Task goal:
Write out only the tail of the records, beginning at the line containing "form: x=54 y=295." and including the last line, exactly as written.
=== Extracted records ===
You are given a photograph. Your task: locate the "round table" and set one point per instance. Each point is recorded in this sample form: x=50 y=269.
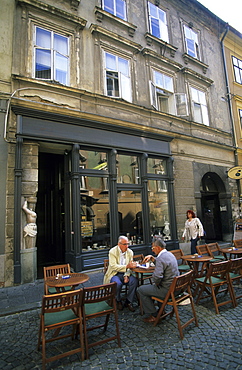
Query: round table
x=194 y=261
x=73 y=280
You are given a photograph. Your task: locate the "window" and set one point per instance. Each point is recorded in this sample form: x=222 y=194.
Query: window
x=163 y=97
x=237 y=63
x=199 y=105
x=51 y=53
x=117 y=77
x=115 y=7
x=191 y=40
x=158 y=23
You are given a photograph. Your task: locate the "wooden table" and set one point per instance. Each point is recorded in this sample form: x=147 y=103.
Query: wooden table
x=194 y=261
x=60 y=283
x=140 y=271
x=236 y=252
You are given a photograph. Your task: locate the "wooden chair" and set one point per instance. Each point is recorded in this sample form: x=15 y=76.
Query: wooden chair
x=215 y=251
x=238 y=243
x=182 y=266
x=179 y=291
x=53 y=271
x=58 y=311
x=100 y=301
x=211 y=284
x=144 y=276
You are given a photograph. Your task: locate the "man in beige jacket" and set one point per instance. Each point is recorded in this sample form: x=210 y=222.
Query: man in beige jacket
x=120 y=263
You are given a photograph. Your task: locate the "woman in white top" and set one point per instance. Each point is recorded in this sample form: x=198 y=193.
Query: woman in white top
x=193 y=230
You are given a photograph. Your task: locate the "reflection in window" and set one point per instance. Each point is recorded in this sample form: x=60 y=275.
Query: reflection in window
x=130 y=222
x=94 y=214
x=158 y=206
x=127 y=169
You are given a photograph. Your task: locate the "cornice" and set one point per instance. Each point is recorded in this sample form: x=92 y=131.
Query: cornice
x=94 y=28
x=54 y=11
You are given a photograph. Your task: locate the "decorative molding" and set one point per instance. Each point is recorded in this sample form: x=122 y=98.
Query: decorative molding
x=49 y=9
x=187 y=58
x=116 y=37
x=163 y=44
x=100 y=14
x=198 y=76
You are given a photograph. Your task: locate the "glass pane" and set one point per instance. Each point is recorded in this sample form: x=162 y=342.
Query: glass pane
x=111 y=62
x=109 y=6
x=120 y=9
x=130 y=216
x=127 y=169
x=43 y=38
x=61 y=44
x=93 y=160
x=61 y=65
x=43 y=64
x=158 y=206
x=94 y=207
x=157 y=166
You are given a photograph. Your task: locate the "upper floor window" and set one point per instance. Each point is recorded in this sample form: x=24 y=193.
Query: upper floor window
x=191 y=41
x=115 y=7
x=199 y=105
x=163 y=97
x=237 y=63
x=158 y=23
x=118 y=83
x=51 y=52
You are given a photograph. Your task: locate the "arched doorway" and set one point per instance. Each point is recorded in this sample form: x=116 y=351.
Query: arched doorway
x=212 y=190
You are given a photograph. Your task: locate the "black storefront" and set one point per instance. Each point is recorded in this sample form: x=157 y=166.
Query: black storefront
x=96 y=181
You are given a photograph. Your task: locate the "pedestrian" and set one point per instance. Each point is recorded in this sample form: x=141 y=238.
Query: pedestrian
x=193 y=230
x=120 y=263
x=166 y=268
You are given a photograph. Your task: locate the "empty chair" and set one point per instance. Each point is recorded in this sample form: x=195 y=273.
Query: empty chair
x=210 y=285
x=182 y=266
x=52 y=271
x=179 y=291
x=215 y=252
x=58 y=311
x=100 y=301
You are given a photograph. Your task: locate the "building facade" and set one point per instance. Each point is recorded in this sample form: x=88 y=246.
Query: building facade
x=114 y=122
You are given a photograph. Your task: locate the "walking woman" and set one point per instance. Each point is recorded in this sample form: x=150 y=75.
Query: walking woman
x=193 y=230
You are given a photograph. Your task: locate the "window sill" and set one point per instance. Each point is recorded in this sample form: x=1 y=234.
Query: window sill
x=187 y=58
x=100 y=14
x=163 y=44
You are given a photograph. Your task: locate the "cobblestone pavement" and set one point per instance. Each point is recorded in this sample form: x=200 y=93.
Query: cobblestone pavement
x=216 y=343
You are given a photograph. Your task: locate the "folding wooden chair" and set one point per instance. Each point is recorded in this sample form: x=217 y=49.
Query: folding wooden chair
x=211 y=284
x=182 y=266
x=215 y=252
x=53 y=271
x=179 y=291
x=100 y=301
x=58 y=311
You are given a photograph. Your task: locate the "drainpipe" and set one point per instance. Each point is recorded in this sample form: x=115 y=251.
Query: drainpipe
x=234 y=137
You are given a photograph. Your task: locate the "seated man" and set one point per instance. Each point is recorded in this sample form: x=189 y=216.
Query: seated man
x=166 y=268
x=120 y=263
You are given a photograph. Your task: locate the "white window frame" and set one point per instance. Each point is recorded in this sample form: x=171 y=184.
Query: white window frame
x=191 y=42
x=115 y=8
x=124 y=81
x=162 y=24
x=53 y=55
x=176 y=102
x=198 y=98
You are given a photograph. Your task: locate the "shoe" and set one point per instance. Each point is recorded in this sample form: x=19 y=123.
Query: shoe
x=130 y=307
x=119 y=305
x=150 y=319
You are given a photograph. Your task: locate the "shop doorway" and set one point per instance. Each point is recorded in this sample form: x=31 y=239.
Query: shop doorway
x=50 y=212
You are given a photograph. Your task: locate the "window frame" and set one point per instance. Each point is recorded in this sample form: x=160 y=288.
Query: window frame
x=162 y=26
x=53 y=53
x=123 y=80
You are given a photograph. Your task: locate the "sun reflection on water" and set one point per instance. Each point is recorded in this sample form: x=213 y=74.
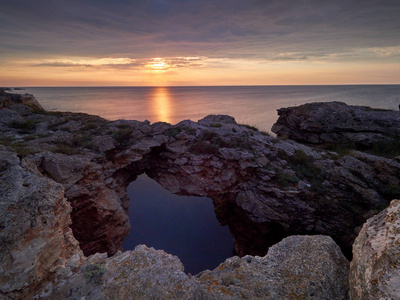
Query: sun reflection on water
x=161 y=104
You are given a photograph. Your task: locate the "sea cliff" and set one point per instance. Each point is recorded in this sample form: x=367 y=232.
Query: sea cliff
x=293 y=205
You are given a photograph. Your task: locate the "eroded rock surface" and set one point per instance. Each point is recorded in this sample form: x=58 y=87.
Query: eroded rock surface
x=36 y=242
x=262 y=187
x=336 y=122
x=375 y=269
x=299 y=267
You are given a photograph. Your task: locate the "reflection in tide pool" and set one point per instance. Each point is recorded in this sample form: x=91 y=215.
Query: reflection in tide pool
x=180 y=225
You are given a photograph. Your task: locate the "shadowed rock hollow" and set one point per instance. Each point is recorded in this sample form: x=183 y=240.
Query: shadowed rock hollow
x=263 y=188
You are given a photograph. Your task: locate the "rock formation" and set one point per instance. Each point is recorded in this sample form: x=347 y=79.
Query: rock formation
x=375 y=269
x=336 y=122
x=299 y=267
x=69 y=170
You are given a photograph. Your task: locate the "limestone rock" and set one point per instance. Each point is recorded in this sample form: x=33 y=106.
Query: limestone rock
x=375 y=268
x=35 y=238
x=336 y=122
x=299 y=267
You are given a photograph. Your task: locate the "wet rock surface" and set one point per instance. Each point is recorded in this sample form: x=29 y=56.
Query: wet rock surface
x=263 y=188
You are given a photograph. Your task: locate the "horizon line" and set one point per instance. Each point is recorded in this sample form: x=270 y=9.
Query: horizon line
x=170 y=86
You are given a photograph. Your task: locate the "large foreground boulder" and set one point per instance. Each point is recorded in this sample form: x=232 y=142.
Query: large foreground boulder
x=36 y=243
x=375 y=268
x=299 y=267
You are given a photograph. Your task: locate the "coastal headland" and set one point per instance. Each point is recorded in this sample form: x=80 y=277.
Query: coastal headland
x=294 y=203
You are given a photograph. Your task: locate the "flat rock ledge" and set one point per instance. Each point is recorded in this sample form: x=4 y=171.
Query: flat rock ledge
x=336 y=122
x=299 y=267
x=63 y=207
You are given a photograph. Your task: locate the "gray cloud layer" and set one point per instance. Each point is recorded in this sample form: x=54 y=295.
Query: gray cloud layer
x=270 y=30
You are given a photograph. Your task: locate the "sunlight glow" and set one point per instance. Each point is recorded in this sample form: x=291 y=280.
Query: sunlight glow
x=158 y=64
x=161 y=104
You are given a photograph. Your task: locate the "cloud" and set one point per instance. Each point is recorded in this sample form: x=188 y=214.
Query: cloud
===
Response for this exercise:
You are given a photograph. Your task: locate the "gray cloud layer" and set one point per instance. Each point is recorded in this sample form: x=54 y=295.
Query: gray cloud layer
x=270 y=30
You are given a photograph. Your task: locate the "sunlight glow" and set one point per instance. Each point is recorded in this sample form: x=291 y=280.
Query: sunlight glow
x=158 y=64
x=161 y=104
You are given a photograph. Your task: locate the "cloud" and set one point per instance. Each point is recorded in this sample form: x=188 y=214.
Query: cloud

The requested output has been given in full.